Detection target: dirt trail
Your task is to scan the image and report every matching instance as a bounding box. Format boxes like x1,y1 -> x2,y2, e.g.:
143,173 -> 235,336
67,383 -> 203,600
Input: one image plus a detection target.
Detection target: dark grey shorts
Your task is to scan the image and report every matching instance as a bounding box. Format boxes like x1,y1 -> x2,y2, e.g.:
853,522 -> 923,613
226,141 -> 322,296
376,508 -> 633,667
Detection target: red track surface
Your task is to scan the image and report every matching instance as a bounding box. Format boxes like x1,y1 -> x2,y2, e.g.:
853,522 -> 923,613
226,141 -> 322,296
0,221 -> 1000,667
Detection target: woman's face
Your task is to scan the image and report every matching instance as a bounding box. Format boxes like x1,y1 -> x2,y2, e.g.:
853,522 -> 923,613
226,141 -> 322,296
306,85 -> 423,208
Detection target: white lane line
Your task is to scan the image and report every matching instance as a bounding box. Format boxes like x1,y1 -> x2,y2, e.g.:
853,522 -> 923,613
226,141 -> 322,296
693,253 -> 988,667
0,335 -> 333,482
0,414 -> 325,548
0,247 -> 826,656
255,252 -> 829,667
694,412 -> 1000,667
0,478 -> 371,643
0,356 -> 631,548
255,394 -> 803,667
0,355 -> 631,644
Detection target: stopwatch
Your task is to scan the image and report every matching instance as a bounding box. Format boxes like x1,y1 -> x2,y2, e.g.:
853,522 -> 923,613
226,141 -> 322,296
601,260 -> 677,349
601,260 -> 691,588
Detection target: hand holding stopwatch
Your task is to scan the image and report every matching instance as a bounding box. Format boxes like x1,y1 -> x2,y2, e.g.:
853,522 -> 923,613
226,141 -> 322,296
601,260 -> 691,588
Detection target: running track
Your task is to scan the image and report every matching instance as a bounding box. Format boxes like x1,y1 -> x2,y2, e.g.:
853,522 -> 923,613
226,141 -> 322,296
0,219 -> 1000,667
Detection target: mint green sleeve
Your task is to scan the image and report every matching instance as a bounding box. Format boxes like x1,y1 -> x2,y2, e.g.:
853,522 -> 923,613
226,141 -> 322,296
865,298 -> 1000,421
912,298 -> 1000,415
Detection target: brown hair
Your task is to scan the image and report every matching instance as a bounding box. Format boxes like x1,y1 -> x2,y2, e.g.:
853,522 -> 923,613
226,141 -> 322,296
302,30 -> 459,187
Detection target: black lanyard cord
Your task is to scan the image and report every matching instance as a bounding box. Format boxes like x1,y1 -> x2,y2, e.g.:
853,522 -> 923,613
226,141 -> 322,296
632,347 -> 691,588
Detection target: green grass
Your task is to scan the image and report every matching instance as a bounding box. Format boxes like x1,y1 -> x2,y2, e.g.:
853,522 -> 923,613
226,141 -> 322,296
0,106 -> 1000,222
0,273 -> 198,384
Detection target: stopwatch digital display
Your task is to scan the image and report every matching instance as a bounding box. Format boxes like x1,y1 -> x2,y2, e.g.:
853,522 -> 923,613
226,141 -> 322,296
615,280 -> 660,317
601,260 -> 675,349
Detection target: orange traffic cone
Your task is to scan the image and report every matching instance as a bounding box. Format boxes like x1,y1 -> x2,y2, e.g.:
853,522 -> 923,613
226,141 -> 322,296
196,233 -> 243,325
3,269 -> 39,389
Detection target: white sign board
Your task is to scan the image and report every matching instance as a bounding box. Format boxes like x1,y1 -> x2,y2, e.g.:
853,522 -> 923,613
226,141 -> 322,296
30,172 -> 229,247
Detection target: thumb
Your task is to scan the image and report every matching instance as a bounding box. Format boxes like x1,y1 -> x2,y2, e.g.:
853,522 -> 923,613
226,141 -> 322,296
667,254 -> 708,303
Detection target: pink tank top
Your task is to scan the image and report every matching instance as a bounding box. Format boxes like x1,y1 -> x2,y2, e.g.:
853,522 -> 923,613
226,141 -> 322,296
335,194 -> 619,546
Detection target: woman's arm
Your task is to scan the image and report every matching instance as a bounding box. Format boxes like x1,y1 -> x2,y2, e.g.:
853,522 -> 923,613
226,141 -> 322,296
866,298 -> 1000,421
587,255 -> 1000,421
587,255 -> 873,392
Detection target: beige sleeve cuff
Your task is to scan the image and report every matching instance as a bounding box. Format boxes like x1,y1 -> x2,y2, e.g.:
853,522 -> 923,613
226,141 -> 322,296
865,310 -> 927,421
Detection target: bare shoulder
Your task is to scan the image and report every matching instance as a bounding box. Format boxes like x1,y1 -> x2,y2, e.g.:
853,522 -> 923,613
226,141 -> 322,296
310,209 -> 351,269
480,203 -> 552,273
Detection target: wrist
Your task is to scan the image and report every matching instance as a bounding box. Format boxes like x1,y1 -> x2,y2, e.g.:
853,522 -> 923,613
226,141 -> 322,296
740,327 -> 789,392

▶ Direction: Rewrite all the rows above, switching each "bounding box" to "rectangle" and leaving every other part unchanged.

▶ Solution to the problem:
Detection target: dirt trail
Your task is to scan the image and report every matching instance as a rectangle. Format boxes like x1,y1 -> x2,y2, e.g.:
143,173 -> 235,336
67,383 -> 203,600
Input: one image plus a detection target.
Detection target: dark grey shorts
Your task is to scan the image and report every matching instance as a rectangle. Format boxes like x1,y1 -> x2,y2, e.g.:
853,522 -> 923,613
226,141 -> 322,296
376,508 -> 633,667
Detection target: red track surface
Your task is to scan the image and report every matching instance as a rectangle. Format boxes like x1,y1 -> x2,y2, e.g.:
853,522 -> 923,613
226,141 -> 322,296
0,221 -> 1000,667
Detection target: woman's face
Your task is to scan the image and report every matching instance as a rectangle. Format boxes like x1,y1 -> x2,y2, e.g.:
853,522 -> 923,613
226,141 -> 322,296
306,85 -> 423,208
Detection target: white lane line
Your task is to scan the image and report every matching instance as a rectangle. Format boxes like x1,y1 -> x2,y2, e.g.:
853,522 -> 923,613
226,141 -> 322,296
693,253 -> 988,667
0,335 -> 333,482
0,414 -> 325,548
0,247 -> 826,656
255,252 -> 829,667
694,412 -> 1000,667
0,478 -> 371,643
0,356 -> 631,548
255,394 -> 803,667
0,355 -> 631,644
Detection target: stopwatch
Your task is to scan the image and report every matching instance as a rectangle. Format boxes like x1,y1 -> x2,y2, e.g.:
853,522 -> 923,613
226,141 -> 322,296
601,260 -> 677,349
601,260 -> 691,588
Detection target: hand holding stopwatch
Your task is to scan the image and report every matching instance as a rectangle. Format boxes like x1,y1 -> x2,y2, e.g.:
853,522 -> 923,613
226,141 -> 322,296
601,260 -> 691,588
Detection target: running track
Your task is to scan the image and report every matching instance as a rectangle. Format boxes like x1,y1 -> x2,y2, e.g.:
853,522 -> 923,613
226,141 -> 322,296
0,219 -> 1000,667
Detection target: mint green sleeve
Your task is to scan the image and report every matching instance as a rectangle. Format boxes like x1,y1 -> x2,y2, e.g.:
853,522 -> 923,613
226,141 -> 322,296
865,298 -> 1000,421
912,298 -> 1000,415
Detection target: brown hair
Your task is to scan the image and report every matching instance as a rectangle. Format boxes like x1,y1 -> x2,y2, e.g.:
853,522 -> 923,613
226,141 -> 322,296
302,30 -> 459,187
Detection target: black lanyard cord
Your task is to scan the image and report every matching instance as a rectangle. Format boxes like x1,y1 -> x2,y2, e.g.:
853,522 -> 923,613
226,141 -> 322,296
632,347 -> 691,588
Detection target: green grass
Your task is to scan the image and report every matching instance as a rectangle. Format boxes like x1,y1 -> x2,y2, e.g.:
853,522 -> 923,613
226,141 -> 322,296
0,106 -> 1000,222
0,273 -> 198,384
Detection target: stopwatch digital display
Your task is to scan the image and report every matching instance as a rectangle. Format boxes like x1,y1 -> x2,y2, e.g.:
853,522 -> 923,613
226,141 -> 322,296
615,280 -> 660,317
601,260 -> 675,349
Detection target: orange traffic cone
Your task is to scan the image and report every matching instance as a rectangle. Format boxes like x1,y1 -> x2,y2, e.g.:
853,522 -> 923,613
226,141 -> 322,296
196,233 -> 243,325
3,269 -> 39,389
Detection target: white sign board
Your task is to scan the image and report every matching instance as a rectangle. Format boxes like x1,y1 -> x2,y2, e.g.:
853,522 -> 923,613
226,141 -> 322,296
30,172 -> 229,247
Detection target: thumb
Your task is to scan the image and report every matching instance as a rectangle. Format boxes like x1,y1 -> x2,y2, e.g.:
853,522 -> 923,613
226,141 -> 322,296
667,254 -> 708,303
Detection target: pink tank top
Your task is to scan the image and report every matching instance as a rectangle. Format boxes like x1,y1 -> x2,y2, e.g.:
853,522 -> 923,613
226,141 -> 322,296
335,194 -> 619,546
Detection target: woman's arm
Your task is to scan the image and report every matching instance as a rectangle. Format boxes like x1,y1 -> x2,y2, e.g.:
853,522 -> 923,613
226,141 -> 322,296
866,298 -> 1000,421
587,255 -> 1000,421
587,255 -> 873,392
Detection target: beige sleeve cuff
Your task is to scan the image and report every matching instance as a rectangle. Format boxes like x1,y1 -> x2,y2, e.g.:
853,522 -> 923,613
226,141 -> 322,296
865,310 -> 927,421
Detection target: bare shoulder
Your task is to scan the image and report every matching instance as a rectangle. Format boxes like x1,y1 -> x2,y2, e.g.:
853,522 -> 923,613
226,141 -> 322,296
310,209 -> 351,269
480,203 -> 552,273
Detection target: wrist
Your task is to scan the image and report every matching instance as a rectangle. Format boxes like x1,y1 -> x2,y2, e.g.:
853,522 -> 923,613
226,141 -> 322,296
740,327 -> 789,392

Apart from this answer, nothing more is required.